## [YOUR TASKS]
A. Retype the passage on zinc intake and subchondral bone, starting at "Adjusted for age, sex, race, BMI, Kellgren-Lawrence" and ending at "and magnesium intake.".
B. Extend the passage on zinc intake and subchondral bone by writing what comes after its final sentence.

## [TEXT UNDER STUDY]
<<<<

Adjusted for age, sex, race, BMI, Kellgren-Lawrence (KL) grade, and PASE score, alcohol use, smoking status, history of bone fracture after the age of 45, history of hip fracture, history of vertebral/spine fracture, history of oral corticosteroid medication use, history of bisphosphonate intake, intact parathyroid hormone level, serum 25-vitamin D level and calcium and magnesium intake.

In order to examine the impact of zinc and iron intake on various subgroups within the population, a stratified analysis utilizing curve-fitting techniques was conducted. Supplementary Fig. S1 illustrates the findings, indicating that heightened zinc consumption among women leads to a more substantial postponement of subchondral bone deterioration compared to men. This effect is evident in the parameters BV/TV, Tb.Th, Tb.N, and Tb.Sp. Furthermore, when considering age and imaging-based OA progression, it was observed that increased zinc intake offers a more consistent and enduring benefit in middle-aged patients and those with more advanced imaging OA progression (Supplementary Figs. S2 and 3). Notably, similar to the outcomes of the interaction analysis, patients with OA who have higher calcium and magnesium consumption experience a greater delay in subchondral sclerosis as a result of increased zinc intake (Supplementary Figs. S4 and 5).

>>>>

## [DATA EXTRACTS]
<<<<

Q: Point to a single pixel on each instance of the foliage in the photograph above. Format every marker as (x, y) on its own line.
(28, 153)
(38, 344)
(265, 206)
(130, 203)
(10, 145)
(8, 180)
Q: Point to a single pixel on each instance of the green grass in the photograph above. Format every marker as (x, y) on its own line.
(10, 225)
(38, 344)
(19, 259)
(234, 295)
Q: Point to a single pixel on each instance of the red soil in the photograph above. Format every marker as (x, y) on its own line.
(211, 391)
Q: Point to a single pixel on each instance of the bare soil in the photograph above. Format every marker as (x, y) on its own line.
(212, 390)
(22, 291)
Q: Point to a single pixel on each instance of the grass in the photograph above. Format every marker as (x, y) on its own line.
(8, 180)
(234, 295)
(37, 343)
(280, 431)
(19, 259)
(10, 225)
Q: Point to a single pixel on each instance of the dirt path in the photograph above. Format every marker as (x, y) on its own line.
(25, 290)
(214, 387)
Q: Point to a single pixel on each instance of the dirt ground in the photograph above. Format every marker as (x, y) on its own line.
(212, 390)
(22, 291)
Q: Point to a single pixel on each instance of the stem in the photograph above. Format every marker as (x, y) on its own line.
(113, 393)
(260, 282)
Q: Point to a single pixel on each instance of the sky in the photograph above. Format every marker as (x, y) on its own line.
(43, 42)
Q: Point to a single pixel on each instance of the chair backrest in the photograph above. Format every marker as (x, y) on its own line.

>>>>
<<<<

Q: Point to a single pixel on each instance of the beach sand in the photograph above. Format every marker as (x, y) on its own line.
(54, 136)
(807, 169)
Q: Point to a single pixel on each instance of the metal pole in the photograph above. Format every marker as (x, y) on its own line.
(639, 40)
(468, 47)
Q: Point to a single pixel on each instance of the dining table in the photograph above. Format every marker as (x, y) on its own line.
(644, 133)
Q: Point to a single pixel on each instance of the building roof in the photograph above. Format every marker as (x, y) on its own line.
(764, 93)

>>>>

## [TASK-BY-TASK RESULTS]
A.
Adjusted for age, sex, race, BMI, Kellgren-Lawrence (KL) grade, and PASE score, alcohol use, smoking status, history of bone fracture after the age of 45, history of hip fracture, history of vertebral/spine fracture, history of oral corticosteroid medication use, history of bisphosphonate intake, intact parathyroid hormone level, serum 25-vitamin D level and calcium and magnesium intake.

B.
A stratified generalized additive model was employed to investigate the impact of iron intake. Supplementary Figs. S1 and 2 provides a visual representation of the results, indicating that men and middle-aged individuals may experience a heightened acceleration of subchondral sclerosis in response to excessive iron intake, in comparison to women and older populations. Moreover, among individuals with less progressive OA, excessive iron intake may further exacerbate the progression of subchondral bone sclerosis (Supplementary Fig. S3). Additionally, as macronutrient intake, including calcium and magnesium, plays a significant role in OA, it was utilized as a stratification factor. The analysis revealed that increased iron intake led to an acceleration of subchondral sclerosis in individuals with lower magnesium intake. However, no significant difference was observed between the groups with higher and lower calcium intake (Supplementary Figs. S4 and 5).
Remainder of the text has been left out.